### INSTRUCTION
Copy out word for word every line from the first one through the line containing "point(304, 100)", including both ends.

◇ ◇ ◇ ◇ ◇ ◇ ◇

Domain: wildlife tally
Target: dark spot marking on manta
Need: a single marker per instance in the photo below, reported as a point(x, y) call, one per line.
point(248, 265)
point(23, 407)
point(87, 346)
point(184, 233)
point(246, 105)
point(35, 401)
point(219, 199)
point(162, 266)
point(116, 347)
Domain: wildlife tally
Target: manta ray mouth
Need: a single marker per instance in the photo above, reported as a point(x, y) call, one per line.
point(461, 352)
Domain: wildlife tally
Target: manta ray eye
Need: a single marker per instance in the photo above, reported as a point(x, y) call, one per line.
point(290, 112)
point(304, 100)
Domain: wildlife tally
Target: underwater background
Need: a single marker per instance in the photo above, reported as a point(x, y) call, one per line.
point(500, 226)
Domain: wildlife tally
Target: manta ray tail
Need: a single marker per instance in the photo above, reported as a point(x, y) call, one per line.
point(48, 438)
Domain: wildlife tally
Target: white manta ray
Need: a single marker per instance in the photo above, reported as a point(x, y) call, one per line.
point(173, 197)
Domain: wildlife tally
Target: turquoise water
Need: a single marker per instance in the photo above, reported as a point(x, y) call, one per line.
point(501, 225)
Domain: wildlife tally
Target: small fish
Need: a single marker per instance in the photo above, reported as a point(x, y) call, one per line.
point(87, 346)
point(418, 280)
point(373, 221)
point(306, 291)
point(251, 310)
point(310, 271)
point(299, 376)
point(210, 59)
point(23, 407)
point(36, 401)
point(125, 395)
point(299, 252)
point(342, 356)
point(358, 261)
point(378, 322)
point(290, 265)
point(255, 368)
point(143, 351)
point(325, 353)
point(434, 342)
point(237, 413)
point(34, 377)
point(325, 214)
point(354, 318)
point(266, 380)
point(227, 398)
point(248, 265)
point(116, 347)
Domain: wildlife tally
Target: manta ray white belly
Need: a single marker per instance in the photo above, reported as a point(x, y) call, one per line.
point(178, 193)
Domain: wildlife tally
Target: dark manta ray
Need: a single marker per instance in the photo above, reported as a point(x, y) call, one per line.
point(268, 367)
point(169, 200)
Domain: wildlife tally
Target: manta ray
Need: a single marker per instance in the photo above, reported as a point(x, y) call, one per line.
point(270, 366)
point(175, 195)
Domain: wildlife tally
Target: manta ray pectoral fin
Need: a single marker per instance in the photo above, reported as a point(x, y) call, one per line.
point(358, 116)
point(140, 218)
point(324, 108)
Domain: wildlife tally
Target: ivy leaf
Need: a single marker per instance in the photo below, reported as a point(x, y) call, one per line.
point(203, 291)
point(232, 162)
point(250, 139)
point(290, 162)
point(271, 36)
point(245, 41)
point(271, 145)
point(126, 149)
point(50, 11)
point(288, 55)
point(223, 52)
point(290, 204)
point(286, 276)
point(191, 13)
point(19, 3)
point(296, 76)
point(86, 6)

◇ ◇ ◇ ◇ ◇ ◇ ◇

### SOLVED EXERCISE
Domain: wildlife tally
Target: dark spot marking on manta
Need: a single marker per instance in the photo below, reported as a point(x, y) call, one per line.
point(248, 265)
point(23, 407)
point(87, 346)
point(184, 233)
point(246, 105)
point(35, 401)
point(219, 199)
point(162, 266)
point(116, 347)
Domain: wildlife tally
Target: manta ray mouth
Need: a single marker per instance in the photo above, reported as a point(x, y) call, one per line.
point(461, 352)
Domain: wildlife tally
Target: manta ray eye
Need: a single marker per instance in the photo above, reported as a point(x, y) call, one per line.
point(290, 112)
point(304, 100)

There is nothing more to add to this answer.